Exercise description » Go over the material below and report every line that contains the word "Category".

- - -

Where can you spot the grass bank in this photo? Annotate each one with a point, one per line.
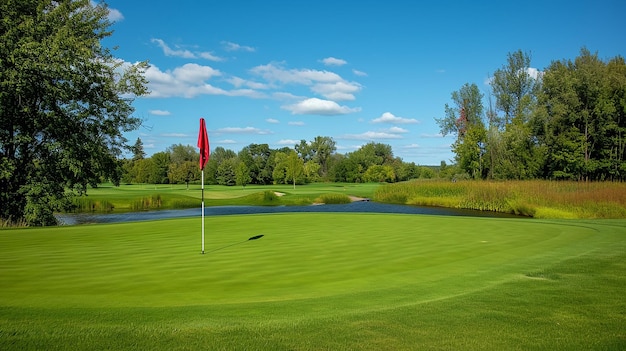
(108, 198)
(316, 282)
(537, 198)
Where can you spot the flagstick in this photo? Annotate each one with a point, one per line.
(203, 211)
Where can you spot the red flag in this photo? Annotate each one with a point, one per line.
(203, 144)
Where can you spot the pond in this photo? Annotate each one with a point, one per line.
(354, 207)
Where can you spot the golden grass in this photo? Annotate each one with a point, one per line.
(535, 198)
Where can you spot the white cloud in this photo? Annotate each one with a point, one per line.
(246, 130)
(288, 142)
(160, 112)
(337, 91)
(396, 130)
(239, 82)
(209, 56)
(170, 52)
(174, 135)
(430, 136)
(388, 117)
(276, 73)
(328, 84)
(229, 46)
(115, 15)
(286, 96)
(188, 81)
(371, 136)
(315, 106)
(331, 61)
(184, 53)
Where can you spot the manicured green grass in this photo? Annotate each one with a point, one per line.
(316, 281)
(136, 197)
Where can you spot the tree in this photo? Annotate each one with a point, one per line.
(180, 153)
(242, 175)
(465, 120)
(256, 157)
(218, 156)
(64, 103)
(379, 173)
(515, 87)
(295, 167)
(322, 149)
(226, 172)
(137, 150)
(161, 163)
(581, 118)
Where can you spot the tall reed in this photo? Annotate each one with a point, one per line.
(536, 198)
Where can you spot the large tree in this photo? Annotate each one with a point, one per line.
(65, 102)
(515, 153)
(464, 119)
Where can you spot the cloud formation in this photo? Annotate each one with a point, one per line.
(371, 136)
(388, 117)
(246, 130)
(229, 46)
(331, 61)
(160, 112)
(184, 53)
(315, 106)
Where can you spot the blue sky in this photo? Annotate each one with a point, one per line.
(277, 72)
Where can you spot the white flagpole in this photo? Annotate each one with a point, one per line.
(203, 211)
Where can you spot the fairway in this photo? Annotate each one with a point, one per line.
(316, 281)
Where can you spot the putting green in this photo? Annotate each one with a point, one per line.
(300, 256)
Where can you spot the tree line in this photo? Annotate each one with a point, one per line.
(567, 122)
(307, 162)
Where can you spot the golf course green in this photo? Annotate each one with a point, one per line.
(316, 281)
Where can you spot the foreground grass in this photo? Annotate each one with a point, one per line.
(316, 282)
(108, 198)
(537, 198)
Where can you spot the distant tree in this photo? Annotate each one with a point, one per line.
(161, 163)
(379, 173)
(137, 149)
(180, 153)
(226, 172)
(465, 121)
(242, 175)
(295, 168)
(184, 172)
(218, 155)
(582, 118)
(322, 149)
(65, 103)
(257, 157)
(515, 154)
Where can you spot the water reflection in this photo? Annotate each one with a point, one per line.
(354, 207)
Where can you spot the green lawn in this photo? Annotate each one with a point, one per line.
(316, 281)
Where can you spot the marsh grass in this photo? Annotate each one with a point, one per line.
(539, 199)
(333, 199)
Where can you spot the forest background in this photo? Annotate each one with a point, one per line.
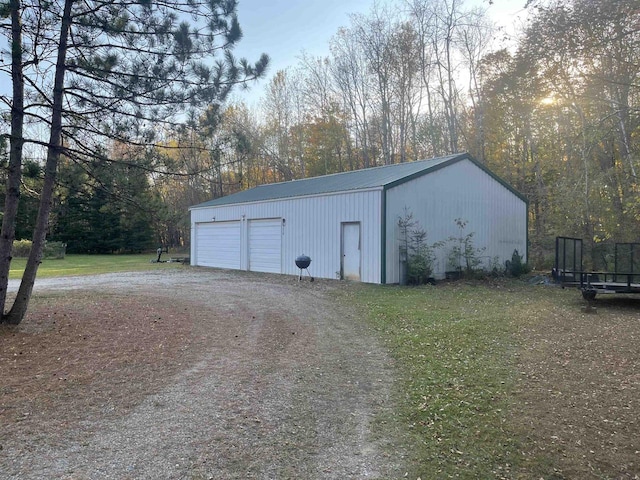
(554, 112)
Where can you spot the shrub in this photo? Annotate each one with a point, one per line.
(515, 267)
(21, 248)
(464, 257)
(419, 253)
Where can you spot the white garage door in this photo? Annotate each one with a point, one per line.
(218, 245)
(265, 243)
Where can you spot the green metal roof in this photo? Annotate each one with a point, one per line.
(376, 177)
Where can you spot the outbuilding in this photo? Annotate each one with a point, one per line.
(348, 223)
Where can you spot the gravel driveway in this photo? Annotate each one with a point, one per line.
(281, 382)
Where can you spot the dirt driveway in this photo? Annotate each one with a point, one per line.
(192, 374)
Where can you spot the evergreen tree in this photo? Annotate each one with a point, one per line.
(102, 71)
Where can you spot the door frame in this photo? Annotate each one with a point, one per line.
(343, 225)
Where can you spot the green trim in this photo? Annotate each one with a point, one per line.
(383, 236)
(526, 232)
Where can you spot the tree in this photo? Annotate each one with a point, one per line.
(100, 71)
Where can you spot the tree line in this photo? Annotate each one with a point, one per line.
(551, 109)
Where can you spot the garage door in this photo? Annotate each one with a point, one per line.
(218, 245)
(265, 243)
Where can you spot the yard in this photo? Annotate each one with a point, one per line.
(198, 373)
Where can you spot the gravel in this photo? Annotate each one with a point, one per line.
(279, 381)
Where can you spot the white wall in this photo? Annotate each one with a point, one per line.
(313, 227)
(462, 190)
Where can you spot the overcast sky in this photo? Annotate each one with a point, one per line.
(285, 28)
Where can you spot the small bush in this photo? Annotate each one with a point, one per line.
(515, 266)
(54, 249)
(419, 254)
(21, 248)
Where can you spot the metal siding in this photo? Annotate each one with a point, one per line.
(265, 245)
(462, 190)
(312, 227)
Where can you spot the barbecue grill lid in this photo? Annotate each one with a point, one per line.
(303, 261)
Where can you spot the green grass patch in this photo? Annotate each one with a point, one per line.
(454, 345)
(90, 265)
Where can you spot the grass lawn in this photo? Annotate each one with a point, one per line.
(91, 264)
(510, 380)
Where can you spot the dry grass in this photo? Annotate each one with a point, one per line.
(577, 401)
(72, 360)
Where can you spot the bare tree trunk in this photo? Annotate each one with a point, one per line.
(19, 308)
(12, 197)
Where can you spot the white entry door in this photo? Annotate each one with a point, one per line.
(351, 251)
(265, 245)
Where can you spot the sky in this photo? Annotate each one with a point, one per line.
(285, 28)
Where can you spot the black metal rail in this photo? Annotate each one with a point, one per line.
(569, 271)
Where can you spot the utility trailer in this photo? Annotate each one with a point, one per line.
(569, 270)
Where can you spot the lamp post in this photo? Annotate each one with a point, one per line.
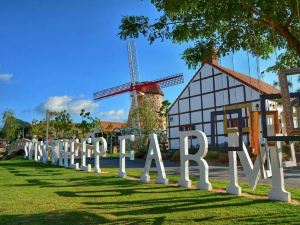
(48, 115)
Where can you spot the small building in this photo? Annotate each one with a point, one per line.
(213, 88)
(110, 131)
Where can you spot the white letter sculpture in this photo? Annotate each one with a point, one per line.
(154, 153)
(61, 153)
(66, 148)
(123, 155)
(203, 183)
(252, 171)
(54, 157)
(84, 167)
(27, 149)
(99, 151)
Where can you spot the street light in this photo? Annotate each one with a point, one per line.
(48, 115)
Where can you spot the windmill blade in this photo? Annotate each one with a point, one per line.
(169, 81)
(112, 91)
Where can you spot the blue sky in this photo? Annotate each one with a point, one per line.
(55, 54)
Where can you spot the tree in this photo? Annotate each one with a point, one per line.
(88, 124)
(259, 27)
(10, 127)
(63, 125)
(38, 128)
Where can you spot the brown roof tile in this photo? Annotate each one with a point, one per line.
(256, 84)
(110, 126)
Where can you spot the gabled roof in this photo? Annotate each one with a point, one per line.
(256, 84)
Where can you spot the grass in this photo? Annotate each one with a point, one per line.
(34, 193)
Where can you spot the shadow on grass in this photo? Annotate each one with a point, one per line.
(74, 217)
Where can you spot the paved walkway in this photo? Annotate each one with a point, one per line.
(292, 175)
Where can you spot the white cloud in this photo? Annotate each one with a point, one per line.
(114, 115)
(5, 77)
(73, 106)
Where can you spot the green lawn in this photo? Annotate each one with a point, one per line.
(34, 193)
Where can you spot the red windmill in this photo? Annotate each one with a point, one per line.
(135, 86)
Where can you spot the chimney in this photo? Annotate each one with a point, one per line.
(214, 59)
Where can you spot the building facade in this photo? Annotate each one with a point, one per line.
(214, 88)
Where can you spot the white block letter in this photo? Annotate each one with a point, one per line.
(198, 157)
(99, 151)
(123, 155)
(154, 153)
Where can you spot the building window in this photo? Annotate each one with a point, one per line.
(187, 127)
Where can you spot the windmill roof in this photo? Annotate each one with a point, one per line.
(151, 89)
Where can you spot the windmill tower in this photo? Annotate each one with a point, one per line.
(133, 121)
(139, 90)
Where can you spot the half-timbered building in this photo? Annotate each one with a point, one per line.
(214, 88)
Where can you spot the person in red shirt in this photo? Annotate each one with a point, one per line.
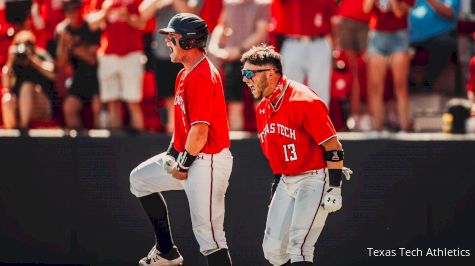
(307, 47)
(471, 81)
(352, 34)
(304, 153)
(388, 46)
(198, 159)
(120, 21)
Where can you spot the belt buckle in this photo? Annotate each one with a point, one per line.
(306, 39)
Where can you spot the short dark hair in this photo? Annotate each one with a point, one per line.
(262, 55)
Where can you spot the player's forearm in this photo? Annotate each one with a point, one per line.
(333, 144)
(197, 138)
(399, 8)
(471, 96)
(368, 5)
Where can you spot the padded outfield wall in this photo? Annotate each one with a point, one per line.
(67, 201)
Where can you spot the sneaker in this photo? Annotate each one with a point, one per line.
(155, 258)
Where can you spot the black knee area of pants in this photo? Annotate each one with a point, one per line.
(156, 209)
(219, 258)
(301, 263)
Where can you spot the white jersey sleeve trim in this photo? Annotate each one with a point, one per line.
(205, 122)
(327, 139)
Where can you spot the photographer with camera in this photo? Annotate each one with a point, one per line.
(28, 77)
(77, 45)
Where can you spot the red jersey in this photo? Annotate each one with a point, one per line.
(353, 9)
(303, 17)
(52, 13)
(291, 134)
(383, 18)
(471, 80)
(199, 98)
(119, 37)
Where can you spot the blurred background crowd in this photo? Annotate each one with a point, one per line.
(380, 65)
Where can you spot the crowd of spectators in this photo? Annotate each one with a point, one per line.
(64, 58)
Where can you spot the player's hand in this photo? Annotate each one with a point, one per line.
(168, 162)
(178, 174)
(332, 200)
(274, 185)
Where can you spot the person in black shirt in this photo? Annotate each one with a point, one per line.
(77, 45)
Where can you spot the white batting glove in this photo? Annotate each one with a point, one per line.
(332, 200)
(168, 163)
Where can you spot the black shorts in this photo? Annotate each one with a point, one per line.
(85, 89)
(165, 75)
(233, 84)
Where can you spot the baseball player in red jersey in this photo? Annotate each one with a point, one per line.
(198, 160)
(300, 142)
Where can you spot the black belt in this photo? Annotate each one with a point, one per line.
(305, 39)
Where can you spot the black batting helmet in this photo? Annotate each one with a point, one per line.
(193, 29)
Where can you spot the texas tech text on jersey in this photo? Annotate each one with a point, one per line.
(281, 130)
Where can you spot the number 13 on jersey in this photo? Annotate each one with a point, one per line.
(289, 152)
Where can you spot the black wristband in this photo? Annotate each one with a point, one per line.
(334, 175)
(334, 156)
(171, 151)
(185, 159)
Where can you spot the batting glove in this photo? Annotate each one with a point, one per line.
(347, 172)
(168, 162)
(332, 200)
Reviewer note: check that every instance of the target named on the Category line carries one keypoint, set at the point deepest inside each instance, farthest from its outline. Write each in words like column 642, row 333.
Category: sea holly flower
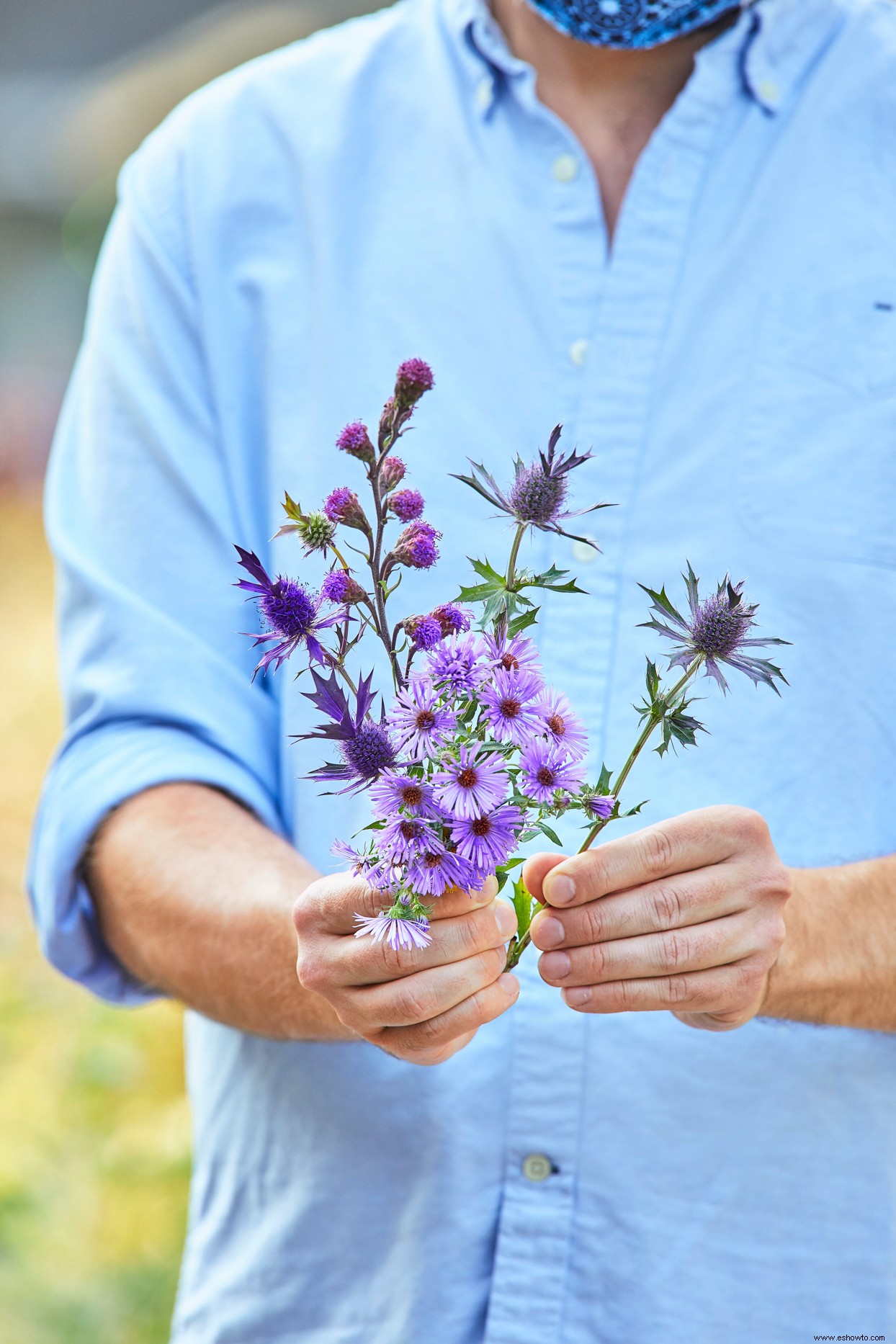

- - -

Result below »
Reviewer note: check that every instance of the target named on the Category line carries one keypoint, set at the point deepest inside each instance, farthest from its outline. Write each in words like column 642, row 333.
Category: sea holly flower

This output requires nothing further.